• [Work item]
Keeping every line intact, print the records that follow.

Study material section start

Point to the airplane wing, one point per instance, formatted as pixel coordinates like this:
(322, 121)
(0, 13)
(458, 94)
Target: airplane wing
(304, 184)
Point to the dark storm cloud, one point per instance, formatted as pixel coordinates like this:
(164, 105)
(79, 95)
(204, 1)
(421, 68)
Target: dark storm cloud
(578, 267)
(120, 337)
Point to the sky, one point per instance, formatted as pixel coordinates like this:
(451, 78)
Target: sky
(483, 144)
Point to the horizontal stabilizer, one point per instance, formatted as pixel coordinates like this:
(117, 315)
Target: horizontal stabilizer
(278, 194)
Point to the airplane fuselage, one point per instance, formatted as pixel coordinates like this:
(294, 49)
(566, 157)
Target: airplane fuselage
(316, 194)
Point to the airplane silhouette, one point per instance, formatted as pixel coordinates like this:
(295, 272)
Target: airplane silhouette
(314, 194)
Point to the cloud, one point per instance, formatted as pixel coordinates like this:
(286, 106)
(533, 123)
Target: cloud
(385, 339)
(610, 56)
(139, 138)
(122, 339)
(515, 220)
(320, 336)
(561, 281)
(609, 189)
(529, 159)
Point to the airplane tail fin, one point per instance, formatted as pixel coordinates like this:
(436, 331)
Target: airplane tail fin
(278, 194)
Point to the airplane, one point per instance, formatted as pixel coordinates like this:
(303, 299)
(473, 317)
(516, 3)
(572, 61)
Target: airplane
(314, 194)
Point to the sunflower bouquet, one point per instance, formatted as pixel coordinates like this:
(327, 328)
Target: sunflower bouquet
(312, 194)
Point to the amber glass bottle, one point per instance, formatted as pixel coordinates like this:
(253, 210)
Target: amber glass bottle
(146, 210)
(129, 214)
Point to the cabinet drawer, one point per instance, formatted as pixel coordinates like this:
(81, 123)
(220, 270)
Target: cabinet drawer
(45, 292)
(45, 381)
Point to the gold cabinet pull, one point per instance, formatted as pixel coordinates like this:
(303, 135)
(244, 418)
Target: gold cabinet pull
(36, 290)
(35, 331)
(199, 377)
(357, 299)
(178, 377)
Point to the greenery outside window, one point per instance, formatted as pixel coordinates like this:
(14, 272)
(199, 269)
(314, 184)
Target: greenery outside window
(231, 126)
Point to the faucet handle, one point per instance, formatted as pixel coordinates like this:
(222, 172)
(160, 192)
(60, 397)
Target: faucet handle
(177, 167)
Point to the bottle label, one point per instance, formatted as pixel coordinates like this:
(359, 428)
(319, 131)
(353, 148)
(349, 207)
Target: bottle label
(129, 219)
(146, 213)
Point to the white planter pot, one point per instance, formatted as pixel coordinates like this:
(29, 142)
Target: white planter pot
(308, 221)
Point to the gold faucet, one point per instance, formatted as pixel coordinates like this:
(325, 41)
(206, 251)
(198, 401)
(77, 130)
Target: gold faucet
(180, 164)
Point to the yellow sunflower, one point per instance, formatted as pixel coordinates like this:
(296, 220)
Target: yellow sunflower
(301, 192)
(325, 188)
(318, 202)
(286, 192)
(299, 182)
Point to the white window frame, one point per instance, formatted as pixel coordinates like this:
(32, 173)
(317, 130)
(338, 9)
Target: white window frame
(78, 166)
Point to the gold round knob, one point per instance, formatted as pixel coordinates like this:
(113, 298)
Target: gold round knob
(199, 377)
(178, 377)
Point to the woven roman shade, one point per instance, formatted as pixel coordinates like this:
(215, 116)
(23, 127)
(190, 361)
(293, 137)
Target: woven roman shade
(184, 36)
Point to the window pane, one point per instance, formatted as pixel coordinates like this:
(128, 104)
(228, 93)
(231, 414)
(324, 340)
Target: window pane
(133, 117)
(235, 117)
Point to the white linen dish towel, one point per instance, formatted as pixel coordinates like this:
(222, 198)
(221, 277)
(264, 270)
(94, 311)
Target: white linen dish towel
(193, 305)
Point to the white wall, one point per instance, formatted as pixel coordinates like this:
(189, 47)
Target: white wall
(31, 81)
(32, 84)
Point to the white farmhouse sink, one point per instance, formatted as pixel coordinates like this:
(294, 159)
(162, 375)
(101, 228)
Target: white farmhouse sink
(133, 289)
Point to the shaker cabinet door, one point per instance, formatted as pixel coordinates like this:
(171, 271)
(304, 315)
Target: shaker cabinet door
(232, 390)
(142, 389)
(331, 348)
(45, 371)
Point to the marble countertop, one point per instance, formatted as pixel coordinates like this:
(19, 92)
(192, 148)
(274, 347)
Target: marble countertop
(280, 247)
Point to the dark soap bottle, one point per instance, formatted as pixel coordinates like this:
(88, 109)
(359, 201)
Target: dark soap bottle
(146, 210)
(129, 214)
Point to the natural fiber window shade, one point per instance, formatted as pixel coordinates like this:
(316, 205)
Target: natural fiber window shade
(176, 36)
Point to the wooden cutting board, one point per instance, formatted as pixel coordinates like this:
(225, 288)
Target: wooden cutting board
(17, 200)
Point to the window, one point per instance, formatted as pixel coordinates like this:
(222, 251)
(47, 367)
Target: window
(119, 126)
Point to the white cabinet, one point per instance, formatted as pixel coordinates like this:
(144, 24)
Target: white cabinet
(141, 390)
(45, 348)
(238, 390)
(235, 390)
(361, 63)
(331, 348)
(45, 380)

Study material section end

• [Task answer]
Point to the airplane wing, one point per instance, formatted as pixel coordinates like this:
(322, 121)
(0, 13)
(458, 94)
Target: airplane wing
(304, 184)
Point to the dark storm cloud, one point per instance, formatted as pixel coordinates like this:
(164, 105)
(79, 95)
(204, 1)
(421, 68)
Target: dark storm cloud
(578, 267)
(120, 337)
Point to the sky, one point per instance, formatted as pixel coordinates like this:
(451, 78)
Target: sky
(483, 144)
Point to the horizontal stabilizer, one point per instance, formatted as pixel coordinates like this:
(117, 315)
Target: horizontal stabilizer
(278, 194)
Point to the airplane fuselage, one point per instance, formatted as pixel coordinates like this:
(294, 49)
(566, 157)
Target: airplane fuselage
(316, 194)
Point to the airplane silhouette, one point per instance, formatted as pixel coordinates like this:
(295, 272)
Target: airplane silhouette
(314, 194)
Point to the cloud, one point per instance, formatted as pixel coordinates like this:
(286, 106)
(533, 123)
Target: cloud
(385, 339)
(610, 56)
(139, 138)
(122, 339)
(515, 220)
(320, 336)
(561, 281)
(609, 189)
(529, 159)
Point to the airplane tail fin, one point per instance, formatted as pixel coordinates like this:
(436, 331)
Target: airplane tail fin
(278, 194)
Point to the airplane, one point per instance, formatted as pixel coordinates like this:
(303, 299)
(473, 317)
(516, 3)
(572, 61)
Target: airplane
(314, 194)
Point to the sunflower bouquet, one point per instance, formatted as pixel coordinates like this:
(327, 328)
Target: sunflower bouquet
(312, 194)
Point to the amber glass bottle, one point per instance, formatted as pixel coordinates like this:
(253, 210)
Target: amber glass bottle
(146, 210)
(129, 214)
Point to the cabinet drawer, one point per instance, formatted as pixel coordinates like this:
(81, 123)
(220, 270)
Target: cabinet drawer
(45, 292)
(45, 381)
Point to the gold cabinet pull, one point per instance, formatted as pixel coordinates like this:
(303, 135)
(244, 418)
Target: gold cabinet pull
(36, 290)
(35, 331)
(199, 377)
(357, 299)
(178, 377)
Point to the greenery outside window, one point per instance, formatted as pixel coordinates like this:
(14, 272)
(199, 269)
(314, 184)
Target: greenery outside window
(231, 126)
Point to the faucet handle, one point per instance, formatted as pixel coordinates like this:
(222, 172)
(160, 192)
(60, 397)
Target: faucet handle
(177, 167)
Point to the bottle label, one point per instance, formatted as pixel coordinates like this:
(359, 428)
(319, 131)
(353, 148)
(349, 207)
Target: bottle label
(129, 219)
(146, 213)
Point to the white planter pot, one point per instance, formatted as pixel coordinates like this:
(29, 142)
Target: white planter pot
(308, 221)
Point to the gold faucet, one point per instance, formatted as pixel coordinates like this:
(325, 41)
(206, 251)
(198, 401)
(77, 130)
Target: gold faucet
(180, 164)
Point to the yellow sunflower, one point per instance, formatted as pixel coordinates like this:
(296, 220)
Target: yellow sunflower
(301, 192)
(325, 188)
(318, 202)
(286, 192)
(299, 182)
Point to the white window frame, one point per instance, formatted as pixel coordinates like this:
(32, 173)
(317, 130)
(338, 9)
Target: white window frame
(78, 166)
Point to the gold round knob, one point per instance, formatted as pixel coordinates like this:
(113, 298)
Target: gold round knob
(199, 377)
(178, 377)
Point to the woven roman shade, one point per instance, formatted as pixel coordinates like this:
(215, 116)
(23, 127)
(190, 361)
(293, 137)
Target: woven roman shade
(184, 36)
Point to the window pane, one point per instance, formatted as pixel coordinates like this:
(128, 104)
(228, 93)
(231, 414)
(324, 340)
Target: window pane
(133, 117)
(235, 117)
Point to the white linen dish towel, one point per instance, formatted as pixel coordinates like this:
(222, 198)
(221, 277)
(264, 270)
(94, 311)
Target: white linen dish towel
(193, 305)
Point to the white wall, one point per instance, formatted as pixel coordinates like this:
(189, 47)
Target: white wall
(31, 81)
(32, 84)
Point to the white farmhouse sink, one point per instance, formatted as pixel coordinates like this:
(294, 159)
(162, 375)
(101, 228)
Target: white farmhouse sink
(133, 289)
Point to the shaker cabinet door, one point per instance, formatted as pixel coordinates like this:
(171, 271)
(304, 315)
Target: shaker cabinet door
(232, 390)
(142, 389)
(331, 348)
(45, 371)
Point to the marble countertop, one point per instance, formatted as pixel coordinates like this:
(19, 92)
(192, 148)
(274, 347)
Target: marble countertop
(280, 247)
Point to the dark soap bottle, one point per instance, formatted as pixel coordinates like this:
(88, 109)
(359, 201)
Target: dark soap bottle
(146, 210)
(129, 214)
Point to the natural fiber window shade, one point per instance, formatted as pixel coordinates like this:
(316, 205)
Target: natural fiber window shade
(176, 36)
Point to the wooden cutting board, one point per instance, formatted as pixel coordinates like this:
(225, 288)
Target: wooden cutting board
(17, 200)
Point to the window, one point per instance, formatted as pixel coordinates like this:
(222, 251)
(47, 367)
Target: window
(119, 126)
Point to the white cabinet, one point per instance, formatted as pixel coordinates like this:
(144, 24)
Target: white cabinet
(141, 390)
(45, 348)
(238, 390)
(235, 390)
(361, 63)
(331, 348)
(45, 380)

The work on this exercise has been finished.